═════ Textauszug
Entscheidungsstichwort (Thema)
Zinsanspruch: Verzögerungs –. Entstehung –. Fälligkeit –. Verjährung eines Zinsanspruchs. Revisibilität landesrechtlicher Verjährungsvorschriften. – des BGB
Leitsatz (amtlich)
1. Der Verzögerungszinsanspruch nach § 49 a Abs. 4 VwVfG entsteht in dem Zeitpunkt, zu dem die Leistung nicht „alsbald” nach Auszahlung bestimmungsgemäß verwendet worden ist, und wird mit Erlass des Feststellungsbescheides (oder dem darin genannten Zeitpunkt) fällig.
2. Die auf diesen Zinsanspruch als Landesrecht angewandten Bestimmungen des Bürgerlichen Gesetzbuches über die Verjährung (§§ 194 ff.) stellen kein revisibles Recht dar.
Normenkette
VwVfG § 49 a Abs. 4, § 53; VwGO § 137 Abs. 1
Verfahrensgang
VG Potsdam (Urteil vom 12.02.2004; Aktenzeichen 3 K 703/02) |
Tenor
Die Revision der Klägerin gegen das Urteil des Verwaltungsgerichts Potsdam vom 12. Februar 2004 wird zurückgewiesen.
Die Klägerin trägt die Kosten des Revisionsverfahrens.
Tatbestand
I.
Die Klägerin wendet sich gegen die Erhebung von Zinsen wegen nicht alsbaldiger Verwendung von Fördermitteln.
══════════
═════ Einträge
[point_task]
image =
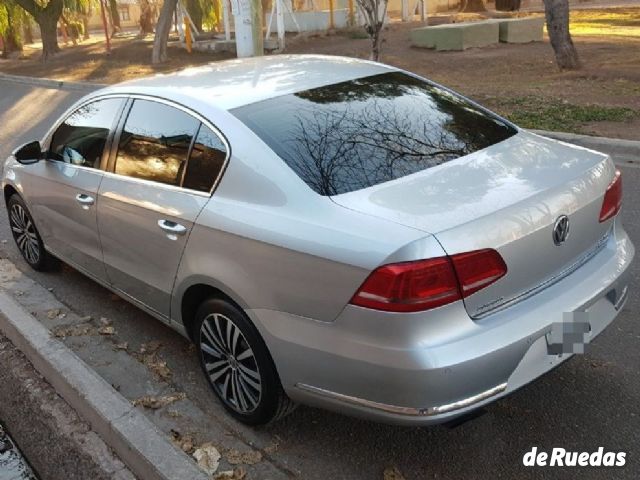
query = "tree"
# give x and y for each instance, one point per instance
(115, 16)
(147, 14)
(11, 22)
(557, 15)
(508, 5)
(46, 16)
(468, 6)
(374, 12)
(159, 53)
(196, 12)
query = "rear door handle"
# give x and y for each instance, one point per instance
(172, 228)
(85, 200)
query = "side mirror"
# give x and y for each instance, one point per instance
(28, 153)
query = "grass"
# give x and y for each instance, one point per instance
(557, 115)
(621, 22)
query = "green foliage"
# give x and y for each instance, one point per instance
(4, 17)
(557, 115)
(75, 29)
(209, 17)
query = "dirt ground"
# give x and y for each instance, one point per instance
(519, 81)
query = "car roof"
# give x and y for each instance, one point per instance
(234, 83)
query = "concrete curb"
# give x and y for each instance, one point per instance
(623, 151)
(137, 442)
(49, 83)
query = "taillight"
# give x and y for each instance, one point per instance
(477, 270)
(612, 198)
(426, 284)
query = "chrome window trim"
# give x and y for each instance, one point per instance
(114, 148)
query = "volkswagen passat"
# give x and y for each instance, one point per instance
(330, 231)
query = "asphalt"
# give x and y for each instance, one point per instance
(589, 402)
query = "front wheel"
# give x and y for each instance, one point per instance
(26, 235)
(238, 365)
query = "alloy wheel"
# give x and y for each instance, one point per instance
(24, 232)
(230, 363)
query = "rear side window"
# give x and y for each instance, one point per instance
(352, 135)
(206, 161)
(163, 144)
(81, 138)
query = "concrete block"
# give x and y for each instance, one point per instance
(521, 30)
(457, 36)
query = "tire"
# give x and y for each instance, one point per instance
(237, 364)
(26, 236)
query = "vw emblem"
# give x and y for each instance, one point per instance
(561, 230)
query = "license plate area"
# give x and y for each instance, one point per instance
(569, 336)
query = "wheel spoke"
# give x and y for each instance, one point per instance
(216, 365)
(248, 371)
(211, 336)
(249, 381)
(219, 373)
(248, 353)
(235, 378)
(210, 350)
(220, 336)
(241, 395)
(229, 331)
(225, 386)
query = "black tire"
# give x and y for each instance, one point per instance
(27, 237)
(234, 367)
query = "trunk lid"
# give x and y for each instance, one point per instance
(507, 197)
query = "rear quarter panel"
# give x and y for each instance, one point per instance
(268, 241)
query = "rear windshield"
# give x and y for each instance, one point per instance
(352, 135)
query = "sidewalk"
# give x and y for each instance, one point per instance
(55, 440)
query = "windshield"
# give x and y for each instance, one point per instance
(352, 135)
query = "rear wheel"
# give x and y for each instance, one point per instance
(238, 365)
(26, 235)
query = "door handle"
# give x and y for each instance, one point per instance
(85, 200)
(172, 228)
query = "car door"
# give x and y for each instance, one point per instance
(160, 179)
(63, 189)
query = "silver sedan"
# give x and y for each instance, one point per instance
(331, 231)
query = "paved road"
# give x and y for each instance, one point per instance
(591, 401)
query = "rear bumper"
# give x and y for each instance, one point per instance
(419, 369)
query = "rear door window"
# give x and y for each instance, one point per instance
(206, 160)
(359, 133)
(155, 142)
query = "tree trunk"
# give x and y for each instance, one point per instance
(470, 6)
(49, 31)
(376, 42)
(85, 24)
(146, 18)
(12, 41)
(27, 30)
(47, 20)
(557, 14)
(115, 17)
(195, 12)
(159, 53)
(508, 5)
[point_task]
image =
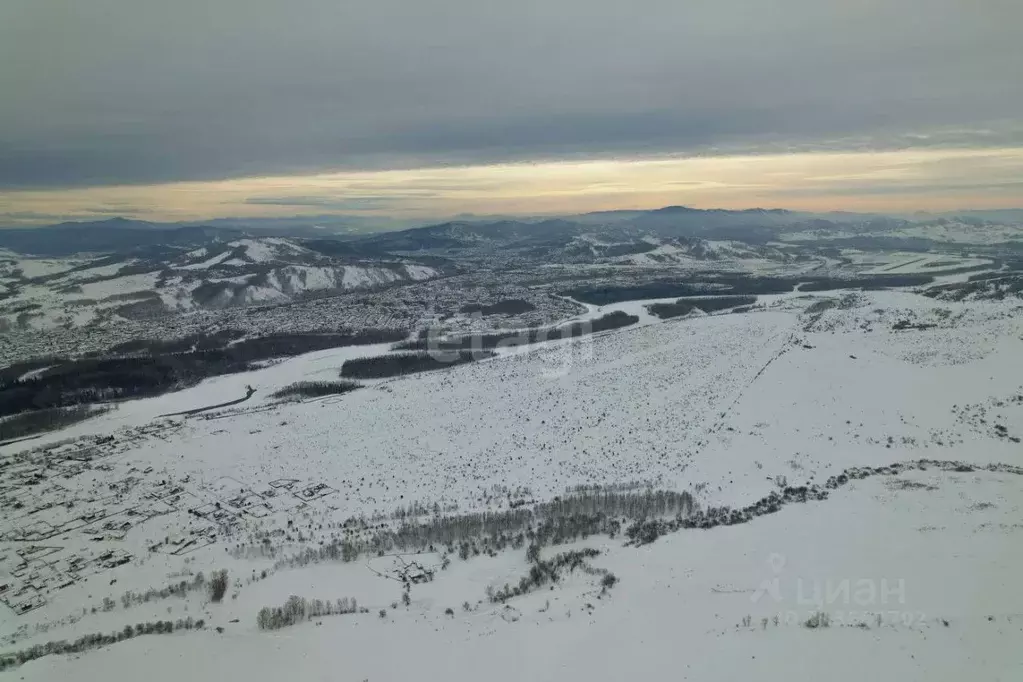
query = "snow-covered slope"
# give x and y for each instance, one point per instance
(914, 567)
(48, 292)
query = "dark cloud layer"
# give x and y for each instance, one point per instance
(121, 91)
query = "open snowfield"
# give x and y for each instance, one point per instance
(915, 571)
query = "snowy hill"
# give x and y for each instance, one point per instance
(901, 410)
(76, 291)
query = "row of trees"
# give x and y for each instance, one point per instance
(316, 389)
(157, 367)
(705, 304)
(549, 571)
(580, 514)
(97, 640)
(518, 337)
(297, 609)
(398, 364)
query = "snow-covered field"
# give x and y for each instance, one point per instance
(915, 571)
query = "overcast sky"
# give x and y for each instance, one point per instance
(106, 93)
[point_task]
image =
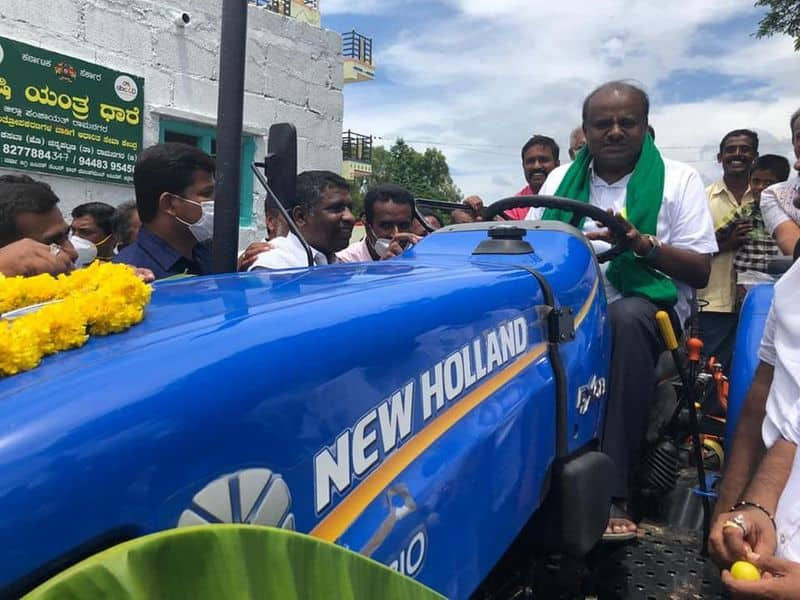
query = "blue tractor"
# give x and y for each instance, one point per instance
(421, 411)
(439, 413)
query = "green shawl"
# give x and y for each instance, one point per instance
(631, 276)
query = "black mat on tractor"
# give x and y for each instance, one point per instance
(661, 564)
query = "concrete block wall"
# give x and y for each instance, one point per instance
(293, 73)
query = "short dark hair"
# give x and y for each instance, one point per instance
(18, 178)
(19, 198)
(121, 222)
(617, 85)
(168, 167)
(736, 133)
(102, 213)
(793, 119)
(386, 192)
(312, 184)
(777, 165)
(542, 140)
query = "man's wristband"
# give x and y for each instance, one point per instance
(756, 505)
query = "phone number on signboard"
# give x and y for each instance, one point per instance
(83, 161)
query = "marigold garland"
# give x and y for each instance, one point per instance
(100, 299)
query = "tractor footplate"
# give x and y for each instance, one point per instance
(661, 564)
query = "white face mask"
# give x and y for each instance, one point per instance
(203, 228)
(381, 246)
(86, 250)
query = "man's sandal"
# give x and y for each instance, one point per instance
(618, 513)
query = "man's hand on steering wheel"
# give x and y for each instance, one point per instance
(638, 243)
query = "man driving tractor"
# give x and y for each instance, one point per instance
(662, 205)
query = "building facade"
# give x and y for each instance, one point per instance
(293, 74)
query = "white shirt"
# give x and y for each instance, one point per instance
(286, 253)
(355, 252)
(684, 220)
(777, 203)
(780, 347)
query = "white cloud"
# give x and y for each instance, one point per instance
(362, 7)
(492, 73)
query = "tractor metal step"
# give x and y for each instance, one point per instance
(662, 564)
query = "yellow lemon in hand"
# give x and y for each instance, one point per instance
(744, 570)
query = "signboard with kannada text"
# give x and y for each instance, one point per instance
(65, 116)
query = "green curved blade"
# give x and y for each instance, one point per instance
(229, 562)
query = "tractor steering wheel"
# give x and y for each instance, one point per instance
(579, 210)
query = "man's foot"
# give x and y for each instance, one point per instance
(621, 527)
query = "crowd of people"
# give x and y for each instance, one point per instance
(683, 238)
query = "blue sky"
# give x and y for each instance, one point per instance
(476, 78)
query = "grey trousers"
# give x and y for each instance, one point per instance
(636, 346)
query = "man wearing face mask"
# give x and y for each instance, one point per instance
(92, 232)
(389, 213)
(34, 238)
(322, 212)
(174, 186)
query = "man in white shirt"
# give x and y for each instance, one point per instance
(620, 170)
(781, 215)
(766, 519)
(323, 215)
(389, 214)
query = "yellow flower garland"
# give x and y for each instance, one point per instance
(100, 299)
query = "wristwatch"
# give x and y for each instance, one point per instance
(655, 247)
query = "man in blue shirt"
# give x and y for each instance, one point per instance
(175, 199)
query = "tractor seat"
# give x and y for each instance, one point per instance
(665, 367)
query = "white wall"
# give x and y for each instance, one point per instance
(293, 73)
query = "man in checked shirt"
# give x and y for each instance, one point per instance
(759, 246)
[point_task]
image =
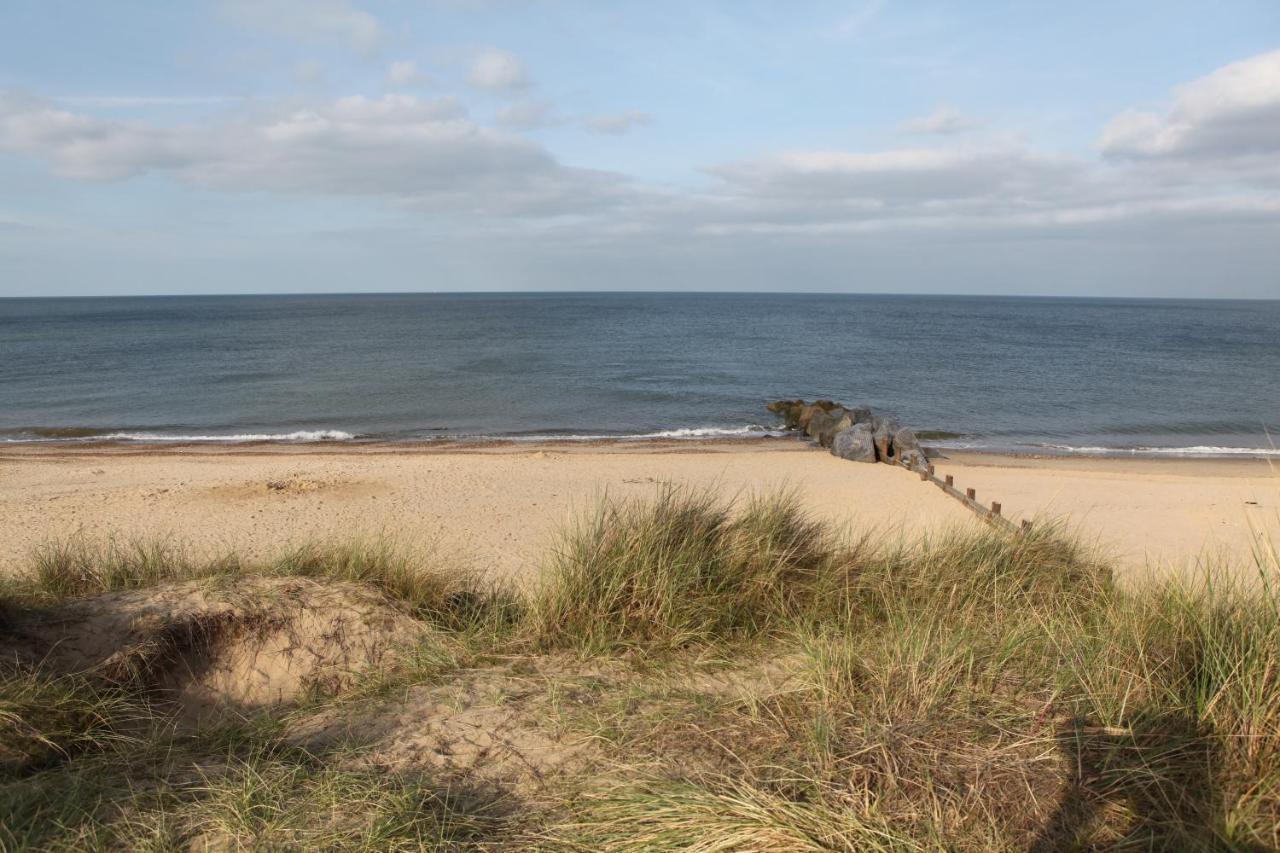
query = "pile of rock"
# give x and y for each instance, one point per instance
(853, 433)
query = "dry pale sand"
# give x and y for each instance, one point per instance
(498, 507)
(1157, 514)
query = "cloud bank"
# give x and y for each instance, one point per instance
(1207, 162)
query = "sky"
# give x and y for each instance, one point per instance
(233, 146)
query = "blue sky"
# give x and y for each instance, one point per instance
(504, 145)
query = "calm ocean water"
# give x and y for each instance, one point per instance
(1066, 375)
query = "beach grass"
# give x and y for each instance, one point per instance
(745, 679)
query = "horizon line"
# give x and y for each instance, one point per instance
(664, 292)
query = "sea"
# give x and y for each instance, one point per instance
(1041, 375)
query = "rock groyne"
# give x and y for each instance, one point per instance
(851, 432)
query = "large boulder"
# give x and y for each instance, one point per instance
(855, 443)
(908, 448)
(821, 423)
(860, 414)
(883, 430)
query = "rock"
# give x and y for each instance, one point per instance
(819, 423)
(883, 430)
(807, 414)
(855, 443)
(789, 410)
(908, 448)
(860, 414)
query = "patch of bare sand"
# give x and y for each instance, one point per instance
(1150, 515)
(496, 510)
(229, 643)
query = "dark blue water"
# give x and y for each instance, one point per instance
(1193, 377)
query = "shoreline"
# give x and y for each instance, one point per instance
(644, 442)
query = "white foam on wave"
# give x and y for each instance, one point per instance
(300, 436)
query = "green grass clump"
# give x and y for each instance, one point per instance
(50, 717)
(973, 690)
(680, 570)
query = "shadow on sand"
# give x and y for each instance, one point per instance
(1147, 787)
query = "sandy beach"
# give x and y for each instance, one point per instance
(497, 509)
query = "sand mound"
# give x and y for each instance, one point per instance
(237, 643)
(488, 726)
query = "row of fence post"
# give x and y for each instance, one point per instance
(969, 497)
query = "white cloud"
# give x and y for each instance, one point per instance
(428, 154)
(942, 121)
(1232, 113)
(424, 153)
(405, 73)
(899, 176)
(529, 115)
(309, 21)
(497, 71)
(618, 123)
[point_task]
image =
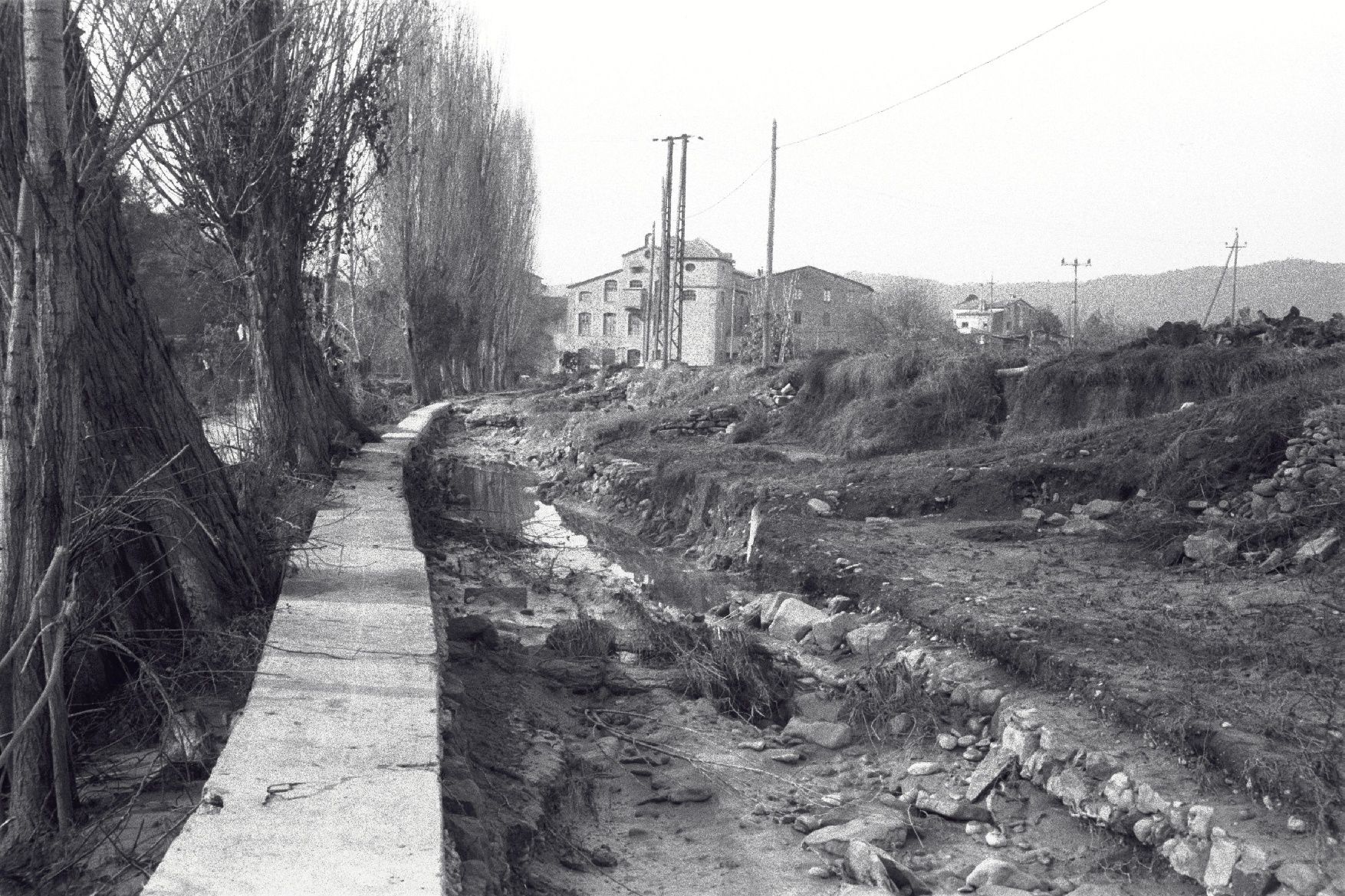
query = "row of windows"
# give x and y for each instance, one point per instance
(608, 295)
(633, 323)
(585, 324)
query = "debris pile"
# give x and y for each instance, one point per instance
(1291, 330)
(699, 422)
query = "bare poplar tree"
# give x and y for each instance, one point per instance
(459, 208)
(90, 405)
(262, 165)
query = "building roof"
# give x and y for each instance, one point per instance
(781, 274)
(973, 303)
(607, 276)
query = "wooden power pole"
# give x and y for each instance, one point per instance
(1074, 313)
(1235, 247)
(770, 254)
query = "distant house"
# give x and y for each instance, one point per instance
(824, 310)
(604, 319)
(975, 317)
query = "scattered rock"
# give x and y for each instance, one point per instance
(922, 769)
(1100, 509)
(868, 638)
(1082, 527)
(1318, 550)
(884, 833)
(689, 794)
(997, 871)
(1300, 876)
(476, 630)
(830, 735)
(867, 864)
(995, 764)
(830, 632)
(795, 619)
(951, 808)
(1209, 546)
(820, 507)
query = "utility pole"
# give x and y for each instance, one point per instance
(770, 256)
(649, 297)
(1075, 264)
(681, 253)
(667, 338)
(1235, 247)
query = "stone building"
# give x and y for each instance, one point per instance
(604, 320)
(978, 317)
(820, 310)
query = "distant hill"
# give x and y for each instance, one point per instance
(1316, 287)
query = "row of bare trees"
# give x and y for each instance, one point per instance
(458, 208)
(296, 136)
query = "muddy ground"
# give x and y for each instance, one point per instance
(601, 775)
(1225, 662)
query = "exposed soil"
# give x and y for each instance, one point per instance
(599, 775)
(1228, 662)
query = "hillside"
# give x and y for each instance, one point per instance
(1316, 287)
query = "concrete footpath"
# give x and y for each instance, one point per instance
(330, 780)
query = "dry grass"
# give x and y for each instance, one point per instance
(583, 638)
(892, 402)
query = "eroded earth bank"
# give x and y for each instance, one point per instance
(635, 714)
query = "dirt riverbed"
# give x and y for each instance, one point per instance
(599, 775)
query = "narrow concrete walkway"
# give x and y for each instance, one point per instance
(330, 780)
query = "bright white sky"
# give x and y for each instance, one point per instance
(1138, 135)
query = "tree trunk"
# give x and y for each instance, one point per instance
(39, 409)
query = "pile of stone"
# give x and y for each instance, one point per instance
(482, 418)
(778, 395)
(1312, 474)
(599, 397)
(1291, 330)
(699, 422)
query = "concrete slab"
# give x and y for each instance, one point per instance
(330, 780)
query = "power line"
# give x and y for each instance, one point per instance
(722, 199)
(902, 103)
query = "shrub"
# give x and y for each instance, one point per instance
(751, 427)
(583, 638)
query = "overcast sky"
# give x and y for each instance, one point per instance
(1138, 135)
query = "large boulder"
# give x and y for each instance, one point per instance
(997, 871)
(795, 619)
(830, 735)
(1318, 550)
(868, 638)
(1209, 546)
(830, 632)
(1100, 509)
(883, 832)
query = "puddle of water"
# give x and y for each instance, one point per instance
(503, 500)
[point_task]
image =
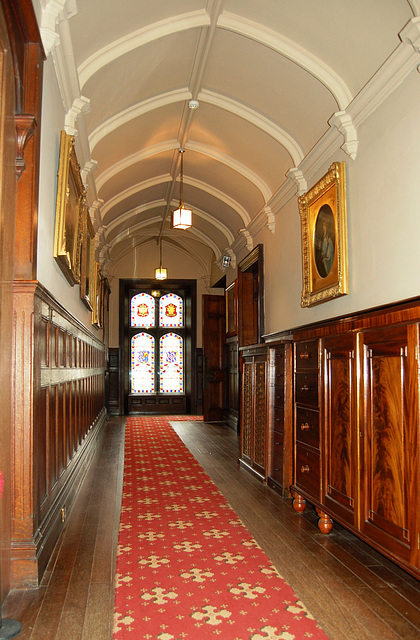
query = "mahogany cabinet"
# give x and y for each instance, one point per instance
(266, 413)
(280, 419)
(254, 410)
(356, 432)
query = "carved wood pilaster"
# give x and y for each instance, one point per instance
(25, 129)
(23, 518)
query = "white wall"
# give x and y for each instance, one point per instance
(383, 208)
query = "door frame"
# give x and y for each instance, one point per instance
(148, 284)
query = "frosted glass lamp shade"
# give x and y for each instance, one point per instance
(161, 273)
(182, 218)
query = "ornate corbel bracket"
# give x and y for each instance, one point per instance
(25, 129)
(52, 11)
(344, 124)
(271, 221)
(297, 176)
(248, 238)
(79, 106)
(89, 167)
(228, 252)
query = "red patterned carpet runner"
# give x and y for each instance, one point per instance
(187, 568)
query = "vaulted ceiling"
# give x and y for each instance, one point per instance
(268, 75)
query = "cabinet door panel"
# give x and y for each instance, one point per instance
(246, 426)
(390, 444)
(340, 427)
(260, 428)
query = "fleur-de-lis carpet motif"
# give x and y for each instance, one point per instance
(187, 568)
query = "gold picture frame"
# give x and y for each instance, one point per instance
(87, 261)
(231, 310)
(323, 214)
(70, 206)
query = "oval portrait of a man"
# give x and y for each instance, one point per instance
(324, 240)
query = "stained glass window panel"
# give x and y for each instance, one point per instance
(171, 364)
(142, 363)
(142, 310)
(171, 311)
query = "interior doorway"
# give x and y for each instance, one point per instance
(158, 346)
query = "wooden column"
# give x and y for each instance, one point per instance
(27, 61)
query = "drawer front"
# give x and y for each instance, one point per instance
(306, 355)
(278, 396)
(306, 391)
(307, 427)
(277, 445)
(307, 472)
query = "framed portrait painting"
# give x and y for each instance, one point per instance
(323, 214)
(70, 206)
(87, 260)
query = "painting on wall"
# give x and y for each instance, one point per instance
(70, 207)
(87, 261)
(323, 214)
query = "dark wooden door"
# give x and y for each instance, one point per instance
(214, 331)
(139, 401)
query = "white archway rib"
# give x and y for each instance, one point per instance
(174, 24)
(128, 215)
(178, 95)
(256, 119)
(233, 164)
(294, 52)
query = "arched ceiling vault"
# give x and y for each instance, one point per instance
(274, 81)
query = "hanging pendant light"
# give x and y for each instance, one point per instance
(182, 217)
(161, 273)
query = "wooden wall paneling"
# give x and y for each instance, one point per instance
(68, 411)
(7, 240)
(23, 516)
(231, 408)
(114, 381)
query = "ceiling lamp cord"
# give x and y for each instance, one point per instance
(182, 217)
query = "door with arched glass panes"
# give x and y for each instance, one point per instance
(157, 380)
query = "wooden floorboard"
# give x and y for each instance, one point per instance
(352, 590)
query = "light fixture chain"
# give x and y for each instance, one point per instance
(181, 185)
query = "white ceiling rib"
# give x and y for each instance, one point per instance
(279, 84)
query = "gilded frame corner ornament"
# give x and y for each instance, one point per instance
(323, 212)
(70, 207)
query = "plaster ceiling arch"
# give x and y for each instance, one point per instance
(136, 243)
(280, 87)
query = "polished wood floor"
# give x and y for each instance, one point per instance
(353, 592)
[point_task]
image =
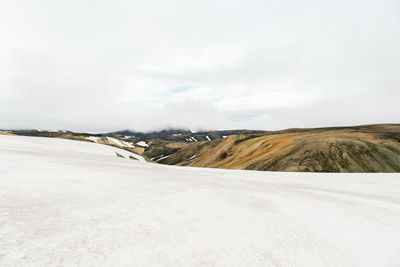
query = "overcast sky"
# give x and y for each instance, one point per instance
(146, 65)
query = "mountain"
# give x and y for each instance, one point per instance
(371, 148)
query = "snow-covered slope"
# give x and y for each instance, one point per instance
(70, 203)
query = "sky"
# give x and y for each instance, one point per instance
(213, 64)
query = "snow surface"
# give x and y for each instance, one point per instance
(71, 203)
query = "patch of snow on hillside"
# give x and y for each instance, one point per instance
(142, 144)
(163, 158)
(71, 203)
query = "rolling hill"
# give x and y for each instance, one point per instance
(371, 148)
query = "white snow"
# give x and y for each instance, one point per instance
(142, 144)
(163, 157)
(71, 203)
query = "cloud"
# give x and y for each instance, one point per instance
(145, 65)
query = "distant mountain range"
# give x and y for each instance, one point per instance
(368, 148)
══════════
Aufgabenstellung => Führen Sie den Auszug aus dem Urteil zum Verzögerungszinsanspruch im Anschluss an seinen letzten Satz fort. Die Einträge sind hierfür ohne Belang.

Musterlösung =>
Der Beklagte hatte der Klägerin mit Bescheiden Nr. LBL 01/92 bis LBL 43/92 vom 6. Oktober 1992 und sich daran anschließenden Änderungs- bzw. Umwidmungsbescheiden Fördermittel von insgesamt 2 016 609,20 DM zur Instandsetzung von Mietwohnungen im Rahmen des Landesprogramms „Leerstandsbeseitigung” bewilligt. Den Bescheiden waren als Anlage die Allgemeinen Nebenbestimmungen für Zuwendungen zur Projektförderung an Gemeinden (ANBest-G) und die Allgemeinen Nebenbestimmungen zur Projektförderung (ANBest-P) beigefügt. Die hier in Rede stehenden Fördermittel wurden bis Ende 1992 an die Klägerin ausbezahlt.
Die Klägerin teilte mit Schreiben vom 20. Januar 1993 mit, dass die Mittel aus den Zuwendungsbescheiden LBL 6/92, LBL 35/92 und LBL 42/92 nicht zweckentsprechend verwendet werden könnten und bot die Rücküberweisung an. Am 5. März 1993 einigten sich die Beteiligten mündlich darauf, dass eine Umwidmung auf andere Objekte erfolgen solle.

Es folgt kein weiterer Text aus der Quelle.